# PROVIDED MATERIAL:

==============================

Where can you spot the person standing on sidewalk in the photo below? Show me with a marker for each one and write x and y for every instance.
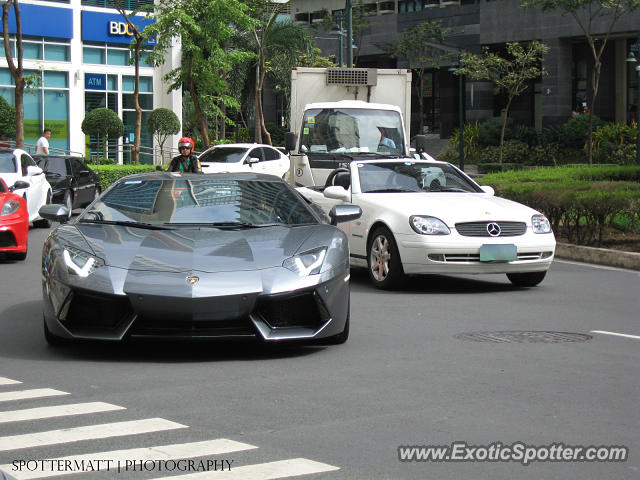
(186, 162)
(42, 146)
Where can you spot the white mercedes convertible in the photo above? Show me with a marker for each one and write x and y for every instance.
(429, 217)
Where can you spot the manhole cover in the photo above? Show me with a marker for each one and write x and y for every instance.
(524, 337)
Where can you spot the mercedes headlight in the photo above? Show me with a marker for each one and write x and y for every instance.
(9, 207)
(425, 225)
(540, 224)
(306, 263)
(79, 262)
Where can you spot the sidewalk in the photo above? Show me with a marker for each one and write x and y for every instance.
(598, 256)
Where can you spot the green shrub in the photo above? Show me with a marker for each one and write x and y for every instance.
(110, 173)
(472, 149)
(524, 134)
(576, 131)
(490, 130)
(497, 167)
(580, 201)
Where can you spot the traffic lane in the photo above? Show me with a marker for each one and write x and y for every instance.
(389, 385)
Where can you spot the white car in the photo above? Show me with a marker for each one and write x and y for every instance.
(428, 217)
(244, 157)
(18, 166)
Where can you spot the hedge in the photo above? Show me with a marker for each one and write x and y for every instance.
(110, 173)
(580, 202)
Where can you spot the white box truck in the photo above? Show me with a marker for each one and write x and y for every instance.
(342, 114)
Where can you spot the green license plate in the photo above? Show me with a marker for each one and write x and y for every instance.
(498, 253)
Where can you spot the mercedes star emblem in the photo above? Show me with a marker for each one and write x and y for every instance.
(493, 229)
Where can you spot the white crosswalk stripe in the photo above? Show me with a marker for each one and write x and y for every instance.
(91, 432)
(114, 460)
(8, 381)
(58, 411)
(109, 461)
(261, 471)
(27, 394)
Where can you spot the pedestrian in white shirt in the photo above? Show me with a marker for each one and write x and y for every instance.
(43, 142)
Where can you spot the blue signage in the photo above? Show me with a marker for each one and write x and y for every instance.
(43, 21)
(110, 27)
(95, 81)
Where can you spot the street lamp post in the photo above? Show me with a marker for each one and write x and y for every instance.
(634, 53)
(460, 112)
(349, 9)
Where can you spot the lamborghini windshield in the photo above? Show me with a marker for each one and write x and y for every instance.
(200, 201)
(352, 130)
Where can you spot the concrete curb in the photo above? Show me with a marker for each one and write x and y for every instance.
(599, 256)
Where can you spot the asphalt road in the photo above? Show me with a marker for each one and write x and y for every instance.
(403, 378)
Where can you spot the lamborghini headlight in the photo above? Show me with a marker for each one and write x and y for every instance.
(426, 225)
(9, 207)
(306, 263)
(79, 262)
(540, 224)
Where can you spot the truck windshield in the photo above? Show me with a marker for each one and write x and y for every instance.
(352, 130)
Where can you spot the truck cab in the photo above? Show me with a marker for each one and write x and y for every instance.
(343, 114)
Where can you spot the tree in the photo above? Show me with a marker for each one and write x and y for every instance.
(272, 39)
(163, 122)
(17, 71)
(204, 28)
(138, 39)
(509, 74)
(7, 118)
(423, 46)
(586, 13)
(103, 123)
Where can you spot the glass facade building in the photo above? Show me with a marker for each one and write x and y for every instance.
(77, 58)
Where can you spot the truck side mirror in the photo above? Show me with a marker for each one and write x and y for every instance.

==============================

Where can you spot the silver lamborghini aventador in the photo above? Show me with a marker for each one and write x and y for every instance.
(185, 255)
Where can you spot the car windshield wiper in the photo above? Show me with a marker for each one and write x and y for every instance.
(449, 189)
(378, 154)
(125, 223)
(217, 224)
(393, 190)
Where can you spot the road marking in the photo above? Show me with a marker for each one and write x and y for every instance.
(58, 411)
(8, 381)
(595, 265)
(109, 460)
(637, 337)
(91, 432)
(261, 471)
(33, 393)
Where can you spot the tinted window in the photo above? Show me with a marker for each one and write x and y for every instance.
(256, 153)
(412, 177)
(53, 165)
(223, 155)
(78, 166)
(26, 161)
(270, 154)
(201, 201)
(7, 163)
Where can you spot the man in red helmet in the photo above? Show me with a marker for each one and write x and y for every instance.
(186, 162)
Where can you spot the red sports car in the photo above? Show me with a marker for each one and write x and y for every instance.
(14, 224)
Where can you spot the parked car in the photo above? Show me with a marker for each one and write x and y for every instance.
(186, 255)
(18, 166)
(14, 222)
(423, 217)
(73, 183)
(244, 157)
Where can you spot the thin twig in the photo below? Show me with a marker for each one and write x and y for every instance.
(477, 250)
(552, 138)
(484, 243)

==============================

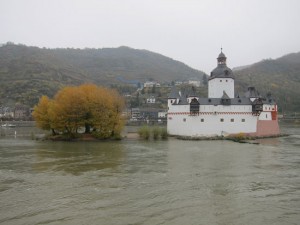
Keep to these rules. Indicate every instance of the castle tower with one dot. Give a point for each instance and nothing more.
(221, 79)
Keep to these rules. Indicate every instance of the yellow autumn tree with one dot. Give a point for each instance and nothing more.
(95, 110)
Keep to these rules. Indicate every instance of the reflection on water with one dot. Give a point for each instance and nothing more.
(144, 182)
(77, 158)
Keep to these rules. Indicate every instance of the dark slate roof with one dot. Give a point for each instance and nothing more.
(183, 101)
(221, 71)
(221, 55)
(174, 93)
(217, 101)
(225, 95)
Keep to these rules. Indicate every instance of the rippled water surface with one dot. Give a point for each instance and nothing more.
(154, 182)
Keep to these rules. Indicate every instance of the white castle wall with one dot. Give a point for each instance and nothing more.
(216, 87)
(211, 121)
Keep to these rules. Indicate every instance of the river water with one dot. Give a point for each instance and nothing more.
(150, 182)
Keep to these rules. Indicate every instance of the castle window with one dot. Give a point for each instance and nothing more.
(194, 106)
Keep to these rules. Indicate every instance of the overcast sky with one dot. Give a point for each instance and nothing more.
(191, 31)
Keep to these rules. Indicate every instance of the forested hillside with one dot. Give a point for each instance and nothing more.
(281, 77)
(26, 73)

==============================

# THE REQUEST:
Find each line in the items above that contains the word "white", and copy those lines out in full. Match the case exactly.

# RESPONSE TO THE TASK:
Where can you spot the white mercedes convertible in the photo above? Show me with a marker for each one and write x and y for every instance.
Where can you spot the white car in the photo above? Show me with a marker for each one and write x and y for every instance.
Where can you spot the white box truck in the photo above? Show me with a marker for each one and write x and y for every instance.
Where can you spot the white crosswalk stripe in the photo above? Show me with a marker for each one and write x and y for every instance.
Where can you spot the pedestrian in white shirt in the photo above? Show me with a marker for each one and write x and y for every instance.
Keep to these rules. Indicate every instance of the white castle wall with one dot. Give a point for each instance and nothing more.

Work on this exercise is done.